----- Supplied data

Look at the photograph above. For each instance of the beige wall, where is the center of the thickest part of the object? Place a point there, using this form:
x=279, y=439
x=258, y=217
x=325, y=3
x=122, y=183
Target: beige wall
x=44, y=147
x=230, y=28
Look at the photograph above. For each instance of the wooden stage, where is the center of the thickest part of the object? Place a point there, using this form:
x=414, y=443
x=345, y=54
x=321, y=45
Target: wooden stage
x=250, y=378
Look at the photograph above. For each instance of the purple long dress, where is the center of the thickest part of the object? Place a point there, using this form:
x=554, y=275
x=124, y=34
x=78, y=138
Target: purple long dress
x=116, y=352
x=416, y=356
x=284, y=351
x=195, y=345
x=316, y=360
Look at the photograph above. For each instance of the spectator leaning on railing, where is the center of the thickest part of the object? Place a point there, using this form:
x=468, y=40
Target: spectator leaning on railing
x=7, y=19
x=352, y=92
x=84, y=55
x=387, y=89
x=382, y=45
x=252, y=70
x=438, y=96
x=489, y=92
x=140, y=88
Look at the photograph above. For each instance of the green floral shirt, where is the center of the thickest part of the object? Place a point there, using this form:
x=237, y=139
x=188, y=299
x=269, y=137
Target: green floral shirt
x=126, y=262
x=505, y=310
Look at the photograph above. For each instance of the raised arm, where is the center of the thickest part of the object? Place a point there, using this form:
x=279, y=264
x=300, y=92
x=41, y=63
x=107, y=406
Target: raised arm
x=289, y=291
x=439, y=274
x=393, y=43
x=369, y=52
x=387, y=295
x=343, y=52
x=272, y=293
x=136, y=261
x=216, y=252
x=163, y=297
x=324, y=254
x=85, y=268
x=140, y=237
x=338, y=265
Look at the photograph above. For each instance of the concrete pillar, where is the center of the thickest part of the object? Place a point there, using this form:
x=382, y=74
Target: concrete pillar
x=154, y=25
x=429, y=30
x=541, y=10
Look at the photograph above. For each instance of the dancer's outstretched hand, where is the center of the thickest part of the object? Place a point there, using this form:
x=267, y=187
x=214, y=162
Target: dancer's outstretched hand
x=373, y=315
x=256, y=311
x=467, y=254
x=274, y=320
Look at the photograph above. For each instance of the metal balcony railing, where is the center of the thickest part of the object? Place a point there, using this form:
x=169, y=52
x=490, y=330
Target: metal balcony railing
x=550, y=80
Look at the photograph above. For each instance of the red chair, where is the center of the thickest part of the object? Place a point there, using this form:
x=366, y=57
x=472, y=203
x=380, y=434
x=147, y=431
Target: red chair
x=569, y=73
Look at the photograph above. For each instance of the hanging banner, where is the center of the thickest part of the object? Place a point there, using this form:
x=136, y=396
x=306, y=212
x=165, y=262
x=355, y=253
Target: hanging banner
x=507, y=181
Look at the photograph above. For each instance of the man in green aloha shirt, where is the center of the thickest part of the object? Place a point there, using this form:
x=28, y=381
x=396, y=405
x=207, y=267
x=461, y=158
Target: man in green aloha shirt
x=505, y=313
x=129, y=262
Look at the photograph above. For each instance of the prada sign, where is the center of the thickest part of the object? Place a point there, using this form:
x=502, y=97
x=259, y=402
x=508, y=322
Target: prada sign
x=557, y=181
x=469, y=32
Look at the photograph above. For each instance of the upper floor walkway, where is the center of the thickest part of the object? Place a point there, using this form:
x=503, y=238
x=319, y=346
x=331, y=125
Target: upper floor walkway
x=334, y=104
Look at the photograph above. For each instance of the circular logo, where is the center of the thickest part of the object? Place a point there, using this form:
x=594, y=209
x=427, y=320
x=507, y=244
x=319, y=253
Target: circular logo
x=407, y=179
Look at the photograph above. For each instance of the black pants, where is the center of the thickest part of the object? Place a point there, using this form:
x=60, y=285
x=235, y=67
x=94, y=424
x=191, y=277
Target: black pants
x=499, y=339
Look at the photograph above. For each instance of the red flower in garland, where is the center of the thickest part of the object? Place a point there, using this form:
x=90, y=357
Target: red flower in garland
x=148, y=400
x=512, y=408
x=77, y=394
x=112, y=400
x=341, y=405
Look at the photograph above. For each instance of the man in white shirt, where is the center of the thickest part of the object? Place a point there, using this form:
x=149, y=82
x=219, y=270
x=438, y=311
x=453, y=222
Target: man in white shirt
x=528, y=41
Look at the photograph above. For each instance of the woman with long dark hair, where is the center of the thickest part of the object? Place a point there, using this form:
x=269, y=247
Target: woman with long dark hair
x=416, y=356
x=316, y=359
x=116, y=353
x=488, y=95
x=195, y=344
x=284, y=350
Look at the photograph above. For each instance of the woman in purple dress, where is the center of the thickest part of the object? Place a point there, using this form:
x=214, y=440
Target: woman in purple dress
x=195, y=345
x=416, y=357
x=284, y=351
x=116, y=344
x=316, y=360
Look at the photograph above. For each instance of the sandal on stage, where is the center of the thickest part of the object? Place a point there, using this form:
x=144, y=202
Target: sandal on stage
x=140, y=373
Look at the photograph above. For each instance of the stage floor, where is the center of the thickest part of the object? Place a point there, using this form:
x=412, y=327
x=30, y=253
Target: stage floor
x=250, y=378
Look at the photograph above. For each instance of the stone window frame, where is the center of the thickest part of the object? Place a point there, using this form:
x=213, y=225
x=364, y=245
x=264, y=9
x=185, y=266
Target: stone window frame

----------

= Exercise objective =
Please give each line above again, word for word.

= Reply to the exercise =
Look at the photograph above. For each instance of the beige wall, where is the center of the thickest part of the object? Place a point there, using this form:
x=279, y=439
x=258, y=217
x=325, y=3
x=122, y=183
Target: beige wall
x=44, y=147
x=230, y=28
Look at the photograph above. For each instance of the wooden stage, where is the center of the thickest part of the object? Place a point there, using this form:
x=414, y=443
x=345, y=54
x=321, y=45
Target: wooden stage
x=250, y=378
Look at the photograph above. For each instance of the purple long dress, where is the center of the thickest part of the object? Place a point there, using this form:
x=554, y=275
x=124, y=34
x=78, y=138
Target: purple long dress
x=116, y=352
x=416, y=356
x=284, y=351
x=195, y=345
x=316, y=360
Look at the photograph above. For each instance of the spectator leaning on railing, where is the center of the thickest part of the object? Place a point there, using this form:
x=468, y=40
Target: spectator leaning on railing
x=7, y=19
x=352, y=92
x=84, y=55
x=387, y=89
x=382, y=45
x=252, y=70
x=438, y=96
x=489, y=92
x=140, y=88
Look at the photograph above. For each instance of the green floral shirt, where is the center of the thickest part of the object? Place a point there, using this form:
x=237, y=139
x=188, y=299
x=269, y=137
Target: green floral shirt
x=126, y=262
x=505, y=310
Look at the photograph above. For each instance of the raised arm, where is the center of the thickest part of the object? Place a point there, using this form:
x=279, y=264
x=300, y=92
x=41, y=63
x=107, y=406
Target: raised arm
x=289, y=291
x=439, y=274
x=393, y=43
x=369, y=52
x=387, y=295
x=343, y=52
x=272, y=293
x=136, y=261
x=216, y=252
x=163, y=297
x=324, y=254
x=85, y=268
x=140, y=237
x=338, y=265
Look at the photograph above. For each instance of the concrete pillar, where is the center of the thickest part of the object? Place a point there, using this form:
x=382, y=74
Target: concrete pillar
x=154, y=25
x=429, y=30
x=541, y=10
Look at the photograph above. For each instance of the dancer's outstretched hand, where is the center of the thickest part of the object? Place a point there, using this form:
x=267, y=187
x=214, y=162
Target: dancer's outstretched hand
x=373, y=315
x=256, y=311
x=467, y=254
x=274, y=320
Look at the photograph above. For each instance of the metal balcony railing, where is the center of the thickest part of the object? Place a point there, using this form:
x=169, y=52
x=490, y=330
Target: metal balcony railing
x=550, y=80
Look at the photograph above. For each instance of the red chair, where is the center of the thickest part of the object? Place a point there, using this form:
x=366, y=57
x=472, y=203
x=380, y=434
x=147, y=431
Target: red chair
x=569, y=73
Look at the photograph above. For each instance of the hanging banner, where is the center of the thickest part of the object? Place a point there, using this form:
x=136, y=396
x=306, y=212
x=165, y=262
x=355, y=253
Target: hanging banner
x=507, y=181
Look at the photograph above. For each instance of the man in green aloha shirt, where is the center of the thickest part of the object? Place a point there, using this form:
x=28, y=381
x=396, y=405
x=207, y=267
x=461, y=158
Target: man in green aloha shirt
x=505, y=313
x=129, y=262
Look at the photograph above. For each instance of the prada sign, where is the center of the thickest part of the object? Place a point there, using this form:
x=502, y=97
x=259, y=402
x=508, y=322
Target: prada sign
x=557, y=181
x=469, y=32
Look at the photograph above. For each instance of the upper floor walkway, where is the center of the thickest part of the object? Place a point there, using this form:
x=503, y=238
x=319, y=346
x=331, y=125
Target: upper floor walkway
x=334, y=104
Look at the photograph above. For each instance of the circular logo, where is the center of the thickest part of the object? Place a point there, using this form:
x=594, y=209
x=427, y=320
x=507, y=244
x=319, y=253
Target: circular logo
x=407, y=179
Look at the photograph above. For each instance of the black pants, where is the center of the thickest part of the object? Place a point there, using this form:
x=60, y=285
x=235, y=67
x=94, y=424
x=191, y=277
Target: black pants
x=499, y=339
Look at the photograph above. For each instance of the red flower in garland, where is the center of the thickest part of the object? Place a point there, using this form:
x=90, y=357
Target: red flower in garland
x=148, y=400
x=512, y=408
x=77, y=394
x=112, y=400
x=341, y=405
Look at the photograph above. For each instance of the man in white shirt, where is the center of the thickest part of the object? Place a point there, using this form:
x=149, y=82
x=219, y=270
x=438, y=311
x=453, y=222
Target: man in white shirt
x=528, y=41
Look at the photograph above. For each instance of the woman with long dark hair, where is the center of the thickest part of the object? Place a point there, using this form:
x=269, y=247
Target: woman with long dark hair
x=416, y=356
x=316, y=359
x=116, y=353
x=488, y=95
x=195, y=344
x=284, y=350
Look at the photograph above. For each instance of the woman in purple dress, where is the center of the thickest part of the object? Place a point there, using this form:
x=214, y=440
Target: woman in purple dress
x=195, y=345
x=416, y=357
x=284, y=351
x=116, y=344
x=316, y=360
Look at the photograph above. For each instance of the sandal on stage, where is the center of the thickest part of the object? Place a point there, using this form:
x=144, y=202
Target: sandal on stage
x=140, y=373
Look at the photograph above. For each instance of the stage floor, where is the center of the thickest part of the object? Place a point there, using this form:
x=412, y=327
x=30, y=253
Target: stage floor
x=250, y=378
Look at the photograph above. For each instance of the stone window frame, where is the center of the thickest part of the object? Place a point there, using this form:
x=213, y=225
x=364, y=245
x=264, y=9
x=185, y=266
Target: stone window frame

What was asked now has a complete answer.